Tasks:
**a)** According to the news item about the Bose Institute, who set up the institute, and in what year?
**b)** Resume the news item about the Bose Institute's cancer research, picking up after its final sentence.

Extracted text:
=== Section Start ===
The Bose Institute is carrying out research work in its laboratory here to find out how cancer cells multiply and to stop the growth of cancer cells, its director prof Uday Bandyopadhyay said on Saturday.
The Bose Institute was set up in 1917 by Sir J C Bose, the founder of modern science in the Indian subcontinent. It is Asia's first modern research centre devoted to inter- disciplinary research and bears a century-old tradition of research excellence.
Bandyopadhyay told reporters on the sidelines of the foundation day programme here, that the institute believes in trasferring the fruits of basic and fundamental research to the common people.
"Our motto is to bring out research from the confines of laboratory in public domain, so that it can be of help to the public. One of the important research works, being carried in our laboratory here, is to find out how cancer cells multiply and to stop the growth of cancer cells," Bandyopadhyay said.
=== Section End ===
[Referring-expression pointing data]
=== Section Start ===
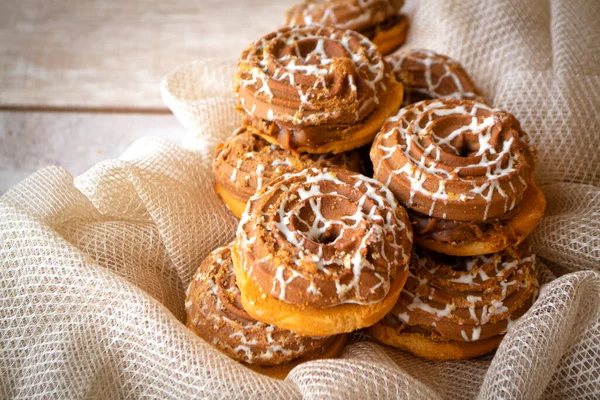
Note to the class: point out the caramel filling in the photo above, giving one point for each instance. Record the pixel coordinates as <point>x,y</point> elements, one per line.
<point>245,162</point>
<point>355,15</point>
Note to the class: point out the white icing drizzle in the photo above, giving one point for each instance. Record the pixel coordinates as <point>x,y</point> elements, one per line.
<point>506,272</point>
<point>428,60</point>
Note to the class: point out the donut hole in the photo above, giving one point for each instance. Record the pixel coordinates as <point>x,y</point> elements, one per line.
<point>455,135</point>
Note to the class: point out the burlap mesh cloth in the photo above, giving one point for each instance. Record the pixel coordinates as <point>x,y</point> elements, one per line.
<point>94,268</point>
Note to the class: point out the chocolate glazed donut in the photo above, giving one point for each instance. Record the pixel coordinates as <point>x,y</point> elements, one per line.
<point>214,312</point>
<point>460,307</point>
<point>315,89</point>
<point>429,75</point>
<point>326,244</point>
<point>465,170</point>
<point>454,159</point>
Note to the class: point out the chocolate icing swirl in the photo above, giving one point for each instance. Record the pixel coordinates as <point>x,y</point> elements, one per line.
<point>429,75</point>
<point>454,159</point>
<point>465,298</point>
<point>245,162</point>
<point>324,237</point>
<point>310,76</point>
<point>215,313</point>
<point>357,15</point>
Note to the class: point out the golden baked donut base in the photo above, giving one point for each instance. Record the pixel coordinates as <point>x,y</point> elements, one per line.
<point>333,350</point>
<point>532,209</point>
<point>389,40</point>
<point>422,346</point>
<point>234,205</point>
<point>308,321</point>
<point>356,137</point>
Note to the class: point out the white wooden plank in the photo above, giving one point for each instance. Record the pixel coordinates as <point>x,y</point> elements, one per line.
<point>113,53</point>
<point>75,141</point>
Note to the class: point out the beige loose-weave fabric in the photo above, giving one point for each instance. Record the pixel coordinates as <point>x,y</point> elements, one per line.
<point>93,269</point>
=== Section End ===
Answers in order:
**a)** Sir J C Bose set it up in 1917.

**b)**
He said once the molecules which can stop the growth of cancer cells can be identified by trials in hospitals, the next phase will be producing drugs.
If the institute gets the patent there could be greater avenues in medicinal chemistry, he said.
However, to a question, Bandyopadhyay said it will be too premature to specify when the medicines with the cancer prevention molecule can be produced as research is a long- drawn process. "We have already got a faint impression of (the cancer-preventive nature) of certain molecules."
Professor Subhas Kak, of Oklahoma State University, who delivered the 81st Acharya J C Bose Memorial Lecture at the Bose Institute here on 'Computation, Indian Scientific Tradition and Artificial Intelligence', told PTI on the sidelines, that Computers aided by AI will facilitate lots of decision makings that "is going to have great implications in society."
The 'Regents Professor Emeritus' of Oklahoma State University during his lecture dwelt on length whether computers can become as much conscious as human beings in coming days and "I don't think computers will become conscious. On scientific grounds computers will not be conscious but they will replace more and more human jobs."